### EXERCISE INSTRUCTIONS
Rewrite the lines of the material from the line with "locate the standing stone in the photo above" up to and including its final line, changing "dot" to "point" and keeping everything else the same. Return only those lines.

Stored records:
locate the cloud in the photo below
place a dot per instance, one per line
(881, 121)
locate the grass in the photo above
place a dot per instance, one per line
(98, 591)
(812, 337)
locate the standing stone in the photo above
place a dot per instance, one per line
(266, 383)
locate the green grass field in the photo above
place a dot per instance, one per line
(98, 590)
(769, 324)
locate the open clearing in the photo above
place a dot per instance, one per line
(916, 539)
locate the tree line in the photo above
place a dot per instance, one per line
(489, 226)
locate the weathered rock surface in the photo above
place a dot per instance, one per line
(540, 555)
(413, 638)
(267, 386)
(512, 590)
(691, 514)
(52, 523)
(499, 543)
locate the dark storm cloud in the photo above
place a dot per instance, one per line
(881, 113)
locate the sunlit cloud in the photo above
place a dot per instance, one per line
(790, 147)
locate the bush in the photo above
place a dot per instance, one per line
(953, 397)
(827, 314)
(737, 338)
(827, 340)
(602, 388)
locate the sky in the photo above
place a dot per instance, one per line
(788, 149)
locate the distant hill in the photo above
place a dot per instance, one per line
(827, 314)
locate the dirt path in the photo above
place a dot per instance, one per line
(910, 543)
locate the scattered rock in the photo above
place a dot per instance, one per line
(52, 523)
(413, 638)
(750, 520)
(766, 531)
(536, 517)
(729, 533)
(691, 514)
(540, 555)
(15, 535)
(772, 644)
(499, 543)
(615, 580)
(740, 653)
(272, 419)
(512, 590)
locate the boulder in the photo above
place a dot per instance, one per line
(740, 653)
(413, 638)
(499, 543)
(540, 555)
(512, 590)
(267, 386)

### WRITTEN RESPONSE
locate the standing stone in the photo above
place a point per instance, one per line
(266, 383)
locate the green grass field in the photo above
place a point per instance, one per line
(98, 590)
(769, 324)
locate the open clearing in the photo above
place a point per instance, one per line
(916, 539)
locate the tree line in the photo above
place a point per instance, one per line
(489, 226)
locate the weathered rock surface in the photo above
place a point per instance, one per line
(540, 555)
(413, 638)
(267, 386)
(512, 590)
(691, 514)
(52, 523)
(499, 543)
locate the dark storm cloud in the photo above
place a point per instance, one per line
(881, 113)
locate the sunlit cloud in the photo above
place a point per instance, one per line
(790, 147)
locate the bush in the photo above
place a point per instance, one per line
(953, 397)
(827, 314)
(737, 338)
(827, 340)
(602, 388)
locate the sky in the photo above
place a point per instance, one per line
(788, 149)
locate the distant hill in the photo above
place a point per instance, one per line
(827, 314)
locate the dirt path in the photo above
place a point per instance, one per line
(910, 543)
locate the scattered rock in the photo above
place a point per instance, one per line
(52, 523)
(413, 638)
(750, 520)
(766, 531)
(536, 517)
(729, 533)
(691, 514)
(540, 555)
(15, 535)
(772, 644)
(499, 543)
(615, 580)
(740, 653)
(272, 419)
(512, 590)
locate the boulder in the photo above
place a point per instance, one per line
(740, 653)
(413, 638)
(499, 543)
(540, 555)
(512, 590)
(267, 386)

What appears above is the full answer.